MA Model in Python

Intro

The moving average model, or MA model, predicts a value at a particular time using previous errors. The model relies on the average of previous time serries and correlations between errors that suggest we can predict the current value based on previous errors. In this article, we will learn how to build an Moving Average model in Python.

The Model Math

Let's take a brief look at the mathematical definition. We predicted value of an MA model follow this equation for MA(1)

y_t = \mu + \theta_1 * e_{t-1} + e_t

Where:

$\mu$ is the average of previous values
$\theta_1$ is our coefficient for Moving Average
$e_{t-1}$ is the previous error at time t-1
$e_t$ is the error of the current time

If we want to expand to MA(2) and more, we get add another lag, previous time value, and another coefficient. For example.

y_t = \mu + \theta_1 * e_{t-1} + \theta_2 * e_{t-2} + e_t

Let's say we have an MA model and we have the following sales for two months: [ $200,$ 300] and we have the error values from the previous predicted minus the actual value [20, 30]. We can then predict y_3 for the third month as follows:

y_3 = (200+300)/2 + \theta_a * 30 + e_t

Where we find \mu and theta by performing linear regression on the data set and the e_t is assumed to be sampled from a normal distribution.

········

What you need to do —
[a] According to the MA model article, how are \mu and theta determined?
[b] List every term that the MA model article defines for the MA(1) equation, along with the meaning given for each.
The records are material separate from the MA model article.

Dataset extract —

········

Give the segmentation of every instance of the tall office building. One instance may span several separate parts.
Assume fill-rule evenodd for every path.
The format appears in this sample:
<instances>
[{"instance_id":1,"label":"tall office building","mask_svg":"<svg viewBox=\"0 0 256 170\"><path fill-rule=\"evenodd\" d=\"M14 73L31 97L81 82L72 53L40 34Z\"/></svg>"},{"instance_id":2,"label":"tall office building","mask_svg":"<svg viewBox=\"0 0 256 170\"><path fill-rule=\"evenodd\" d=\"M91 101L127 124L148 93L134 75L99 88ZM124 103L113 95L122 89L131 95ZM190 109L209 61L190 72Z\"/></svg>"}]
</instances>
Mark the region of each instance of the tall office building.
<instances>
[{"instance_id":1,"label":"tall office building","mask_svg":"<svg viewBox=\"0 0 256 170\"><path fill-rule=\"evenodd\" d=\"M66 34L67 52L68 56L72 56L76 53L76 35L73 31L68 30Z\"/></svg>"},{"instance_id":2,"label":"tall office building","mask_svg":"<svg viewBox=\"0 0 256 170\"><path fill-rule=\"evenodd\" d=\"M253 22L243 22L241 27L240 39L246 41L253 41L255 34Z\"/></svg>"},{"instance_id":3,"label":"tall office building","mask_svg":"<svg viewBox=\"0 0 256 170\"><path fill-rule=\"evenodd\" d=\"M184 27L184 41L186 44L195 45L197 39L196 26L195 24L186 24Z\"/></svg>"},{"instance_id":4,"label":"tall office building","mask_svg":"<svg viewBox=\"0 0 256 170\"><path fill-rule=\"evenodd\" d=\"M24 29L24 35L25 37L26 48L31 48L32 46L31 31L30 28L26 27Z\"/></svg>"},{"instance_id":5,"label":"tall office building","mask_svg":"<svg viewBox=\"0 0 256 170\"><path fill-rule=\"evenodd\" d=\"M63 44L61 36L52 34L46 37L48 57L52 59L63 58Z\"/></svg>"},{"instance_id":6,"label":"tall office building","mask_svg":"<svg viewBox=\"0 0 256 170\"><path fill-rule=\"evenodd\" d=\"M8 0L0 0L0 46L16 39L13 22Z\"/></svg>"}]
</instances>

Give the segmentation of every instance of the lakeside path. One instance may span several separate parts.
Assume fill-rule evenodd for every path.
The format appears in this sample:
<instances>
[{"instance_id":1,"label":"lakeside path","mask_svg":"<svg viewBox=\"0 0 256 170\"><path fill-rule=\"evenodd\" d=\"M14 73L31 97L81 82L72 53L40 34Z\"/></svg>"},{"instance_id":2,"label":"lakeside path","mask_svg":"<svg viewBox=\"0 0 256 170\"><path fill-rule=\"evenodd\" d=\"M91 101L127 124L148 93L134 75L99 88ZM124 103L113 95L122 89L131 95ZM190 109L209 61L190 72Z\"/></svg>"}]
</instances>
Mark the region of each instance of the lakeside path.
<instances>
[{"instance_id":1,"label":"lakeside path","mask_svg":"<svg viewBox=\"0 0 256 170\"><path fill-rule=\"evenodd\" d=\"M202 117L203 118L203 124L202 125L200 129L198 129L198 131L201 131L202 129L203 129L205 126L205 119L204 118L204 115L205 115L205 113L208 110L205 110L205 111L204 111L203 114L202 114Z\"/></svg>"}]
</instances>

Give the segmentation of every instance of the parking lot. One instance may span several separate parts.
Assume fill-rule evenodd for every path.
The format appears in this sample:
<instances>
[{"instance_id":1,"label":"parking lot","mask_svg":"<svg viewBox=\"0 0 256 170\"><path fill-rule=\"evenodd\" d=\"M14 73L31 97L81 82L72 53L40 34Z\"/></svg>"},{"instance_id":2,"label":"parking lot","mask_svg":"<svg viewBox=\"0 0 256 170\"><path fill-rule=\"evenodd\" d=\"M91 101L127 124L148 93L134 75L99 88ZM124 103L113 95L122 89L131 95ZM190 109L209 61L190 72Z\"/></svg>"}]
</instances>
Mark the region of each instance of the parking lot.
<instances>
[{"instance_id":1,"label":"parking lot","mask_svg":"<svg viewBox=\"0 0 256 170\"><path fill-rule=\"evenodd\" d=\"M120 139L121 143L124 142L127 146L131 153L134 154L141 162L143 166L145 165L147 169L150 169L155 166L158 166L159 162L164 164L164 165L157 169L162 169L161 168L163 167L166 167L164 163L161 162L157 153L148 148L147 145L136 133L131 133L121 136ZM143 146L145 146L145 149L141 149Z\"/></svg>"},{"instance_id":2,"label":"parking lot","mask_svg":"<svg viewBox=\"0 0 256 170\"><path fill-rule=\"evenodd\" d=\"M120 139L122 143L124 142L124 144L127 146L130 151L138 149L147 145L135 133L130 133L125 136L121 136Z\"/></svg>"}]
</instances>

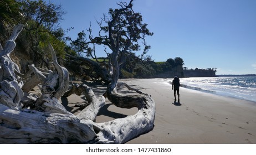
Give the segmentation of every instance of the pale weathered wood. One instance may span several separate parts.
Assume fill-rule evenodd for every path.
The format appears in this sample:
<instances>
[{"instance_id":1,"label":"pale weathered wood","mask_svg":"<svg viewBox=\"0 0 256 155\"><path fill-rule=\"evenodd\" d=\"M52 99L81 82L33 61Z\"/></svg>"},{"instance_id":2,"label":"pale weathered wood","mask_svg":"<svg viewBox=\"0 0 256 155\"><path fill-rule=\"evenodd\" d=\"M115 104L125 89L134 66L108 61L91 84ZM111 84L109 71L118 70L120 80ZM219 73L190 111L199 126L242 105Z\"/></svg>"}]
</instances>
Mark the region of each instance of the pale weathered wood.
<instances>
[{"instance_id":1,"label":"pale weathered wood","mask_svg":"<svg viewBox=\"0 0 256 155\"><path fill-rule=\"evenodd\" d=\"M14 28L4 48L0 51L0 101L16 110L21 108L20 101L24 93L14 74L16 65L10 58L9 54L16 46L15 39L23 28L22 24Z\"/></svg>"},{"instance_id":2,"label":"pale weathered wood","mask_svg":"<svg viewBox=\"0 0 256 155\"><path fill-rule=\"evenodd\" d=\"M155 113L153 100L150 95L127 85L125 85L139 94L122 96L116 93L114 89L117 79L107 87L107 97L118 107L137 107L135 115L96 123L94 121L105 104L105 98L96 96L86 85L73 86L64 96L83 94L89 105L77 116L67 111L59 99L68 89L68 73L58 64L50 45L49 47L55 70L45 74L45 71L30 65L35 74L32 79L32 79L27 81L26 83L35 84L25 83L23 86L26 92L24 96L22 85L14 74L19 73L19 69L16 69L17 66L8 55L15 47L14 39L21 27L16 28L10 37L12 40L7 42L6 48L0 52L0 143L123 143L152 130ZM116 78L118 65L114 69L113 78ZM37 97L27 93L38 81L42 85L42 95ZM21 102L25 104L23 108Z\"/></svg>"}]
</instances>

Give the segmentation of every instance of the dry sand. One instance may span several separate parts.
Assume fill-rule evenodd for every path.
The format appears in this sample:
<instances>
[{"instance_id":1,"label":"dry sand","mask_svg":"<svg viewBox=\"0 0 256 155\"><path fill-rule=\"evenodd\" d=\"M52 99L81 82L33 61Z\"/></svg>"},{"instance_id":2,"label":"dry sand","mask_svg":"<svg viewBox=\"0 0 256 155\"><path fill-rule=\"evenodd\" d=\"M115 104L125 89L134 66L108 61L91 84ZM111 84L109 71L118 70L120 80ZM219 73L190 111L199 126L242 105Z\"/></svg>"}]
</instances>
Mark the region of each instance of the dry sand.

········

Answers for this exercise —
[a] They are found by performing linear regression on the data set.

[b]
- $\mu$: the average of previous values
- $\theta_1$: the coefficient for Moving Average
- $e_{t-1}$: the previous error at time t-1
- $e_t$: the error of the current time